_Mise en pratique_:
**A.** D'après l'extrait sur Jean-Claude Le Faucheur, que vendait-il aux touristes la première fois qu'Hervé Prudon l'a rencontré ?
**B.** Recopiez le passage de l'extrait sur Jean-Claude Le Faucheur qui commence par les mots « Avec une ironie » et se termine par « deviendra son beau-père. ».

#### Extrait du texte ####

C’était son rêve. Son expérience, originale, a fait des envieux. Le personnage, atypique, a suscité plusieurs vocations. Toutes auraient échoué dans leur tentative de vivre avec des paillettes d’or pour seul revenu.

Avec une ironie bien trempée et un sacré fond d’amertume, le romancier et auteur de polars Hervé Prudon raconte cette cruelle désillusion dans une sorte de « journal d’un paumé », publié vingt ans plus tard : La femme du chercheur d'or. Jean-Claude Le Faucheur, il l’avait rencontré : « La première fois, il vendait aux touristes des bijoux, des bikinis et de la pacotille sur un plateau du Gard écrasé de chaleur ». Cet homme qui vivait de combines et de petites bricoles deviendra son beau-père.

« En quittant son boulot, sa femme et ses enfants, au début des années 70, avec l’idée saugrenue d’aller chercher de l’or dans les rivières, Jean-Claude n’avait rien d’un idéaliste velléitaire qui voulait mouiller les pattes d’éléphant de ses blue-jeans parisiens. Il y avait de l’entrepreneur en lui, de l’agitateur d’idées (…). Il avait eu le premier l’idée d’exploiter les sablières en tendant sur les rampes de lavage des langues de moquettes qui retenaient l’or, de plus forte densité que tout autre minerai. Des ingénieurs l’ont suivi, des industriels y ont cru. C’était un rêve où il était aussi question d’amour, d’amitié, de liberté, d’alcool et de jeu ».

#### Matériel répertorié ####

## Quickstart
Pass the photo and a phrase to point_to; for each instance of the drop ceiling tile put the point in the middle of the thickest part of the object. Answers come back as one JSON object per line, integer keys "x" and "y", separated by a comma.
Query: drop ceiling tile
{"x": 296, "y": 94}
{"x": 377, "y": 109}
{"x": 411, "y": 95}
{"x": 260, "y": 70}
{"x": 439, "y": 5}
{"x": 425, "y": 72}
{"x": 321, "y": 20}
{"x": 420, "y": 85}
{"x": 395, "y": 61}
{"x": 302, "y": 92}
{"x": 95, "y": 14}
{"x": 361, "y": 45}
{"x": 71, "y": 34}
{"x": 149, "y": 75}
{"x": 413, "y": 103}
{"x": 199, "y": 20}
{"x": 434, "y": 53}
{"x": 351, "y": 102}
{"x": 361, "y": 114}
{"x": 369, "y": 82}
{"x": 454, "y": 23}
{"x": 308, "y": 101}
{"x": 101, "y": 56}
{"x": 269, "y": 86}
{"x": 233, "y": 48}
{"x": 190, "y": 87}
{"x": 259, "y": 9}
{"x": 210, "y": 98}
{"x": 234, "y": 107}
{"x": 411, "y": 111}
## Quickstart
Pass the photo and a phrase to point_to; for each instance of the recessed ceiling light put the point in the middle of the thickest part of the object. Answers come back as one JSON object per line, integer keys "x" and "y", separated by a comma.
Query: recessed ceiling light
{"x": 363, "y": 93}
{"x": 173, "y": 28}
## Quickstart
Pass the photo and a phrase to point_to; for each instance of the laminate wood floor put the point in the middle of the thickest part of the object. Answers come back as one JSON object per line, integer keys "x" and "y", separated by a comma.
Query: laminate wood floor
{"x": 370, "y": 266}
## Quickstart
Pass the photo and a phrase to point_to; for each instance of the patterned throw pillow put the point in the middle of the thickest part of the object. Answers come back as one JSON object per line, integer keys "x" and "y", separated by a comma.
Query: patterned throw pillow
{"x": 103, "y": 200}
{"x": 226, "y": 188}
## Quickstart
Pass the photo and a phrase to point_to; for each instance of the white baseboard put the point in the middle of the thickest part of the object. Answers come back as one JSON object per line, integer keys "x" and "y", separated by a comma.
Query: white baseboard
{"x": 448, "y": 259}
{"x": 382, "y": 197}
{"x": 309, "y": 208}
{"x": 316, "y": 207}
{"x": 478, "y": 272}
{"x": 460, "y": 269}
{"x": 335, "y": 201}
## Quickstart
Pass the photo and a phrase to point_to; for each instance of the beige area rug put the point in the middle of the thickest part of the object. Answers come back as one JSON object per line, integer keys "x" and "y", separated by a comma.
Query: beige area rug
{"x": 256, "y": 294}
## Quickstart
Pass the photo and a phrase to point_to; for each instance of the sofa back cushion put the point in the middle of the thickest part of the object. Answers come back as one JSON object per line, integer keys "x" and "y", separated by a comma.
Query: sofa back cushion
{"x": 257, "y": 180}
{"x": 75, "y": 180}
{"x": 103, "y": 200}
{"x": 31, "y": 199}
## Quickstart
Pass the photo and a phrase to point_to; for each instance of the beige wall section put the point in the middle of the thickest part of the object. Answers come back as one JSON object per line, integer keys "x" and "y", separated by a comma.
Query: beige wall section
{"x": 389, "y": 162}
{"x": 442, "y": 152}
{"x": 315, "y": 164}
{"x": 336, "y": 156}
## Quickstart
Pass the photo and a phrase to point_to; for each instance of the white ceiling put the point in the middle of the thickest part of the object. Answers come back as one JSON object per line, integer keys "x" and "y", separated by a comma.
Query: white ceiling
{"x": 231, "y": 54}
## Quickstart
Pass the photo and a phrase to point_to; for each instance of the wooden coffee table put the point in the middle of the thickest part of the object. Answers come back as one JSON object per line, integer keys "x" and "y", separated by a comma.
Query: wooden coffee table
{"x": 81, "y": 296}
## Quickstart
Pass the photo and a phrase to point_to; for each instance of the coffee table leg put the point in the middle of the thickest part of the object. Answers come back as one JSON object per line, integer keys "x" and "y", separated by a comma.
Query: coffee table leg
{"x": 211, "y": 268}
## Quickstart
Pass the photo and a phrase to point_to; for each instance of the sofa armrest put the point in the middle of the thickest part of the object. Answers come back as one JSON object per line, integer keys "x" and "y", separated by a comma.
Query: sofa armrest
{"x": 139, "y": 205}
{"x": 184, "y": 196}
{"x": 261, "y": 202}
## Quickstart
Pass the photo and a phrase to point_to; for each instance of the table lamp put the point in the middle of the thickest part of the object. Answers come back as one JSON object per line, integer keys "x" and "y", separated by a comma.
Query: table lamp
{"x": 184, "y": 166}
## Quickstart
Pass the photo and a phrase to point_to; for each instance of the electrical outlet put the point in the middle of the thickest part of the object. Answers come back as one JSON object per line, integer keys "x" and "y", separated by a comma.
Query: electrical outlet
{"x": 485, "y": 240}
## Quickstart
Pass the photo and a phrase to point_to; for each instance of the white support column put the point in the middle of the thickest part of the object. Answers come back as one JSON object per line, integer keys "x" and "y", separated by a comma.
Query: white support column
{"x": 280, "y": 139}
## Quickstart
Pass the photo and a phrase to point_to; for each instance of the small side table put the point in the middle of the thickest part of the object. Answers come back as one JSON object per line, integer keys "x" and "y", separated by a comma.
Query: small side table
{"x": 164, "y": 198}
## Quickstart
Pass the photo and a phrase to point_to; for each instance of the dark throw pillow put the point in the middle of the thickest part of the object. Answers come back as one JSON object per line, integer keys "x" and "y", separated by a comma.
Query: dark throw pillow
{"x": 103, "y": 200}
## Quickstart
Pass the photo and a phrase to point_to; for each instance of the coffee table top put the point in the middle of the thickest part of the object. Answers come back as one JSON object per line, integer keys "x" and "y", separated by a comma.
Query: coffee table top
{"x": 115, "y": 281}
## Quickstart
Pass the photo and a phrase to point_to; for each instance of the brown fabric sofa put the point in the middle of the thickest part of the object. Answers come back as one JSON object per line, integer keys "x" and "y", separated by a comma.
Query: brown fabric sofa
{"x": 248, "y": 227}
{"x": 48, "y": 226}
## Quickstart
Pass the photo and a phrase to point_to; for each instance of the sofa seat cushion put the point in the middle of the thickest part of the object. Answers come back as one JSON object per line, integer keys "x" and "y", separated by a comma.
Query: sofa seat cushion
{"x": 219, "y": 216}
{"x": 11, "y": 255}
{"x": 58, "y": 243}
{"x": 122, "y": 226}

####

_Réponses_:
**A.** Il leur vendait des bijoux, des bikinis et de la pacotille.

**B.**
Avec une ironie bien trempée et un sacré fond d’amertume, le romancier et auteur de polars Hervé Prudon raconte cette cruelle désillusion dans une sorte de « journal d’un paumé », publié vingt ans plus tard : La femme du chercheur d'or. Jean-Claude Le Faucheur, il l’avait rencontré : « La première fois, il vendait aux touristes des bijoux, des bikinis et de la pacotille sur un plateau du Gard écrasé de chaleur ». Cet homme qui vivait de combines et de petites bricoles deviendra son beau-père.